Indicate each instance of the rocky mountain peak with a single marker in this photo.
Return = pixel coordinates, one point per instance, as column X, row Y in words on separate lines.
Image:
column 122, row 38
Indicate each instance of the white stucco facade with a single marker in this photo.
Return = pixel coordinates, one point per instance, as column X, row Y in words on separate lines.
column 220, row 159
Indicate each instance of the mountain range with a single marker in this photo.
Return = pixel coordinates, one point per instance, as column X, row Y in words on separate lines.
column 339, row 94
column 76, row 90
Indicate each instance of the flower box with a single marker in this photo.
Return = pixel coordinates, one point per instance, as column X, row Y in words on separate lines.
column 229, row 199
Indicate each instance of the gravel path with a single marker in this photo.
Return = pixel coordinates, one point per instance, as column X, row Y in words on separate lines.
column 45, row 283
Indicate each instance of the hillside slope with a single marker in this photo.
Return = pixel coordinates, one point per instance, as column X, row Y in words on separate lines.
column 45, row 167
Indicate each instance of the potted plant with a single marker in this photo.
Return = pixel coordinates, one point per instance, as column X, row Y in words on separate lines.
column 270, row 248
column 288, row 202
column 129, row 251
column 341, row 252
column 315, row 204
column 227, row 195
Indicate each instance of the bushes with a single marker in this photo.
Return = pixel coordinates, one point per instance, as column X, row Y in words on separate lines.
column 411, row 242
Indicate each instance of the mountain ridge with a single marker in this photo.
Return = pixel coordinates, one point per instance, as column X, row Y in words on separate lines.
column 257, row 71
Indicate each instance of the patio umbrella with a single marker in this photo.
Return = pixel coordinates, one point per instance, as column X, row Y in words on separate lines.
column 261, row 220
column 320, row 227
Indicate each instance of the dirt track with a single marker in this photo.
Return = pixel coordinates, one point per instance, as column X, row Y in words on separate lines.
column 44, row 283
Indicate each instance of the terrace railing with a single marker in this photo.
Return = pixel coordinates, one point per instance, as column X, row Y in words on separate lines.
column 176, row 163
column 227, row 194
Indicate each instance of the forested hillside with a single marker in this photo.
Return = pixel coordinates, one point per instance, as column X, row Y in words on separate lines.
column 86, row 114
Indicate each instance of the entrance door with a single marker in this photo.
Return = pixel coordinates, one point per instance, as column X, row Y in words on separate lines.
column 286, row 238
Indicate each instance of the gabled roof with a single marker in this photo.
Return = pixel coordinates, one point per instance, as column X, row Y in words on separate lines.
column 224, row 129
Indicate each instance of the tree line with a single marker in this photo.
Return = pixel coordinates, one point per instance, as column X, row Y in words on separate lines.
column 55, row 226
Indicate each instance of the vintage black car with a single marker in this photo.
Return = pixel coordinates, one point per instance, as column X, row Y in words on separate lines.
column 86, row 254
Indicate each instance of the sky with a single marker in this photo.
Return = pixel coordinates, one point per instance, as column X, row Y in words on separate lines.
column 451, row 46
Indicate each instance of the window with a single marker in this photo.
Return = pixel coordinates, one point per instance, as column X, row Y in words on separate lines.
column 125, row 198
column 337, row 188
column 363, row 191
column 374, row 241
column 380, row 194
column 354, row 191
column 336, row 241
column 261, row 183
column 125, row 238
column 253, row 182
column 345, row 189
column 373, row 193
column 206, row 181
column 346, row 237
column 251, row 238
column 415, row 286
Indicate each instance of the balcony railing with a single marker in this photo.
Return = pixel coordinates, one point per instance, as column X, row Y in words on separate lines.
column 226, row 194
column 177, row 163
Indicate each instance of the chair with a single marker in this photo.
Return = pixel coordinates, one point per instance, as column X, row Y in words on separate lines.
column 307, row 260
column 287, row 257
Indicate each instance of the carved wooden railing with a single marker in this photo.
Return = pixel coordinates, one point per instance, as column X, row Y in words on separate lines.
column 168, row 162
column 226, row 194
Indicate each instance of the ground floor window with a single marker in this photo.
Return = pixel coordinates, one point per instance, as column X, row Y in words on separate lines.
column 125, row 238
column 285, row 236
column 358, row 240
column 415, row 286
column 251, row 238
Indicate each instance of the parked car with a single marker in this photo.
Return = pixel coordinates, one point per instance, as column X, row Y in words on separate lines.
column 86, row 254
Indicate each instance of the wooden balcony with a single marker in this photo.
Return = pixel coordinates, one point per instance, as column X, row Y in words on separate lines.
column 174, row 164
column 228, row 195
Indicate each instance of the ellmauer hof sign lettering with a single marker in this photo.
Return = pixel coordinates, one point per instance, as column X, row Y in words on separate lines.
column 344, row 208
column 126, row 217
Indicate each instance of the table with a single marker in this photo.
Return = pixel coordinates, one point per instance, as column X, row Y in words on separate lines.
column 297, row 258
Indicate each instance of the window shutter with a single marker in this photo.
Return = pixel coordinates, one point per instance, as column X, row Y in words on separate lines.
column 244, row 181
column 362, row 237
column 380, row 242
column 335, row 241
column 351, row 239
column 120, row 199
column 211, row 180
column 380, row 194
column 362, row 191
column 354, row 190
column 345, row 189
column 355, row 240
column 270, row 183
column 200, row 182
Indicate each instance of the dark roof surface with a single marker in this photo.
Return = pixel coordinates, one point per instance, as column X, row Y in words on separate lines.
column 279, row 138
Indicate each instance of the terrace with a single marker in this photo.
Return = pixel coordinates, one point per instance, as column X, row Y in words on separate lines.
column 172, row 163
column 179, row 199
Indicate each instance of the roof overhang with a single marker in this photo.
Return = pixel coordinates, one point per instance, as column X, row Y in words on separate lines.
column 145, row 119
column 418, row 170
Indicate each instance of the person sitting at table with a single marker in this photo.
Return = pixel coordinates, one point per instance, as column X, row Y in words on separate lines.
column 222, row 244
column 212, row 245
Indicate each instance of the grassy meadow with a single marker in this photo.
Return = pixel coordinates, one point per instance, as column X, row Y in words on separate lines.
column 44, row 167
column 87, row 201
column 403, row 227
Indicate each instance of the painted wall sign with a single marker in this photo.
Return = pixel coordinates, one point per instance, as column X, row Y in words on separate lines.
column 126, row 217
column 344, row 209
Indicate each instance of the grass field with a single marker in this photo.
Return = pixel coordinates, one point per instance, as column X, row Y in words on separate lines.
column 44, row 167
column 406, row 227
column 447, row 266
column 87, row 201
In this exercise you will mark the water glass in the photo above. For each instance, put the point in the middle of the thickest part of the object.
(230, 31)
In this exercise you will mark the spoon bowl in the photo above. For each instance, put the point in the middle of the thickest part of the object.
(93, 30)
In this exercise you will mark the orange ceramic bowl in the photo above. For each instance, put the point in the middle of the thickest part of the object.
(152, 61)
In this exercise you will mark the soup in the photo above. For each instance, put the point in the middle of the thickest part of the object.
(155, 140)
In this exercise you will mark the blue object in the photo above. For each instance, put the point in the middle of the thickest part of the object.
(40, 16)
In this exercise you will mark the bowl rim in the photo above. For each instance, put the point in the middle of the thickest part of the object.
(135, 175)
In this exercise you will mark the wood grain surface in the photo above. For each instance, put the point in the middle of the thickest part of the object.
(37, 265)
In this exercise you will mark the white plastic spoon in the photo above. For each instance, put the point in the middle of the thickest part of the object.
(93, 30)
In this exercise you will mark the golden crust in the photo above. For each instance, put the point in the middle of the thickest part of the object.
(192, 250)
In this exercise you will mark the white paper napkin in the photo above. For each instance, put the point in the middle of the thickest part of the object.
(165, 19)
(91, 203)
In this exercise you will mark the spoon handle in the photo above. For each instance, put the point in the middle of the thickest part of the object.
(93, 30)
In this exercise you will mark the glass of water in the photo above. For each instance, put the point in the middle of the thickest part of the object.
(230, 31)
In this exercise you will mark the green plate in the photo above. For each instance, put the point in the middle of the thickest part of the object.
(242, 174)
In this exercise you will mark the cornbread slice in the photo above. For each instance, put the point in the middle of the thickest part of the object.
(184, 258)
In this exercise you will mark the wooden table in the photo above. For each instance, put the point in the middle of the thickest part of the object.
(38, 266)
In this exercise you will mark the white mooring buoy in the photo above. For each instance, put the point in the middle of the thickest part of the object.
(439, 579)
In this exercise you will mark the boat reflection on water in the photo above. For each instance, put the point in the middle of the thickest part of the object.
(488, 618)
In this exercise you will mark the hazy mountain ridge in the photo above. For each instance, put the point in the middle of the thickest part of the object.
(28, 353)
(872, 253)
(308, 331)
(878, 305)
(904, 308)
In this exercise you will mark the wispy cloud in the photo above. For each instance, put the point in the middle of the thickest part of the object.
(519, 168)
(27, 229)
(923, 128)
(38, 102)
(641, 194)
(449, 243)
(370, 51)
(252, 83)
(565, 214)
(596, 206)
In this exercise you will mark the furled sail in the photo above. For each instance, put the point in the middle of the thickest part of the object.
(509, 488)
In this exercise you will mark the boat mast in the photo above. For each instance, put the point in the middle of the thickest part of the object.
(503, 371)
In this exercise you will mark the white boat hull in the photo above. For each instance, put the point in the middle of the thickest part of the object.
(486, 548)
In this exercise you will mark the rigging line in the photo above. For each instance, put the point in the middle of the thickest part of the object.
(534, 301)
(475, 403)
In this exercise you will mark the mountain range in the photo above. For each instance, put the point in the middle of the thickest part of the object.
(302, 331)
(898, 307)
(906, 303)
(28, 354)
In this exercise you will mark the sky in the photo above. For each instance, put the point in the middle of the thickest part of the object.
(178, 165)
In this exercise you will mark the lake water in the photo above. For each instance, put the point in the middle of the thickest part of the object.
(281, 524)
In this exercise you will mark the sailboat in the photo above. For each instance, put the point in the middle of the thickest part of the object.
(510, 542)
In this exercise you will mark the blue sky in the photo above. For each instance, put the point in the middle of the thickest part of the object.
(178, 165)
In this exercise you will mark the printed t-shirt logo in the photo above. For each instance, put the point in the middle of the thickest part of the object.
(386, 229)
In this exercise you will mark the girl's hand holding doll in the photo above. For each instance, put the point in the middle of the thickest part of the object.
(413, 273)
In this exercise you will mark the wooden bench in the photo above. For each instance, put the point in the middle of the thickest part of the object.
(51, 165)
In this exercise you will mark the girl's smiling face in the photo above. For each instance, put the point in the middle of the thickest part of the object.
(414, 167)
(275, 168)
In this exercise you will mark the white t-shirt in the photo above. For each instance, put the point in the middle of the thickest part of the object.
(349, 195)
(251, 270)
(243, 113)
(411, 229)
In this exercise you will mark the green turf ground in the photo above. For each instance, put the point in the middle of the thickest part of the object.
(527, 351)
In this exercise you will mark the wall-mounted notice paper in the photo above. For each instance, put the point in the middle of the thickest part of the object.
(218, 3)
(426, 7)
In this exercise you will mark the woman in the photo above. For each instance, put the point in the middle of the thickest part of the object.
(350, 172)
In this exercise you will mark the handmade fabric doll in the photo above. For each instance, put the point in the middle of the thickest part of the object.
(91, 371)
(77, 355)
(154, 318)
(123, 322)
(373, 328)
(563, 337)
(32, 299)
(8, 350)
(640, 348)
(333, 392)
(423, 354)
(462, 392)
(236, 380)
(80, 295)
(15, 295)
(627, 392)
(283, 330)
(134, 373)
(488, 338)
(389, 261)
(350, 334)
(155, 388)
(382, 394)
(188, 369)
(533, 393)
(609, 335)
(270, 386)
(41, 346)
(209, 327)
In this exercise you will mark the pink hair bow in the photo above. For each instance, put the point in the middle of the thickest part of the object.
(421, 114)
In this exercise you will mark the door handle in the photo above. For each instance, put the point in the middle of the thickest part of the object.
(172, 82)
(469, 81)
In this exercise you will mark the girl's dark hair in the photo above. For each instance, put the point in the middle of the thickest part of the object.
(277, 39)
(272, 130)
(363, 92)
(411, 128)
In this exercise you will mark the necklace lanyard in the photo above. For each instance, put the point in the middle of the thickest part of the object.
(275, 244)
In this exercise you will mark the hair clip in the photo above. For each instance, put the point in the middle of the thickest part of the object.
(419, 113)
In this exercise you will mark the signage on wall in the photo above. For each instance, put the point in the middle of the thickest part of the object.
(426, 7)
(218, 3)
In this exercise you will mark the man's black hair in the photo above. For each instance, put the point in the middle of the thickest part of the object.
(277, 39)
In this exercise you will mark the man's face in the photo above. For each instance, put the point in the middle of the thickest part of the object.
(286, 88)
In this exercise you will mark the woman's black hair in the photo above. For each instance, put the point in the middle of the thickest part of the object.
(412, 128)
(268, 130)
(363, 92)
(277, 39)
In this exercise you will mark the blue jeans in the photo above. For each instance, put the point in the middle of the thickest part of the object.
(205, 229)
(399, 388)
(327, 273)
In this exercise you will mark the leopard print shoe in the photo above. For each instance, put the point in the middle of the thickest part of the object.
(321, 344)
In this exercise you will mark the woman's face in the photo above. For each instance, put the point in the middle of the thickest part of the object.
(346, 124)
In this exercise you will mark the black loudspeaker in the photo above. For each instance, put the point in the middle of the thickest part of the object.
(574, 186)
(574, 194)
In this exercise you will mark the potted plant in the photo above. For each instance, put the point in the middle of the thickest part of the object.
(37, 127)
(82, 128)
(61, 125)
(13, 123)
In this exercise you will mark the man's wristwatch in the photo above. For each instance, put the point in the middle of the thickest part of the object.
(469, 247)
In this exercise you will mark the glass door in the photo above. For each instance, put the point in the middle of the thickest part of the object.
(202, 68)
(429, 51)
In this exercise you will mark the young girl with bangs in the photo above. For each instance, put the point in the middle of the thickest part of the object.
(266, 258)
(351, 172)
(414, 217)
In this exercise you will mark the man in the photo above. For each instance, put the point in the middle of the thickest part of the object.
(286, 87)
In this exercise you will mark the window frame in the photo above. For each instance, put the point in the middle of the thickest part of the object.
──────────
▶ **ASSIGNMENT**
In the data above, find the line that contains "Indicate each instance of the patio" and the line that contains "Indicate each instance of the terrace railing". Repeat exactly those lines and every line between them, and only those.

▶ **WRITTEN SOLUTION**
Indicate each instance of the patio umbrella with a single marker in this photo.
Return = pixel coordinates, one point per instance, as column X, row Y in words on separate lines.
column 261, row 220
column 320, row 227
Indicate each instance of the dirt track with a single marker in this photo.
Return = pixel coordinates, one point per instance, as column X, row Y in words on separate lines.
column 44, row 283
Indicate each instance of the terrace railing with a single marker in this photo.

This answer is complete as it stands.